Task item ->
In full and without alteration, output each record given here.

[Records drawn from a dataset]
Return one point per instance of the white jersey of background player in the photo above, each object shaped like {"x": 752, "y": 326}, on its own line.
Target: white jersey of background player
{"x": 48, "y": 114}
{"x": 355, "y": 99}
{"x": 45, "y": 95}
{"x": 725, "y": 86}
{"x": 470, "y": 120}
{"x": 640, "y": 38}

Result ->
Return one point per instance of the white jersey of background player in the photo above, each object shaped like {"x": 752, "y": 326}, on its own line.
Target: white jersey of background player
{"x": 48, "y": 114}
{"x": 355, "y": 99}
{"x": 45, "y": 95}
{"x": 725, "y": 86}
{"x": 470, "y": 120}
{"x": 640, "y": 38}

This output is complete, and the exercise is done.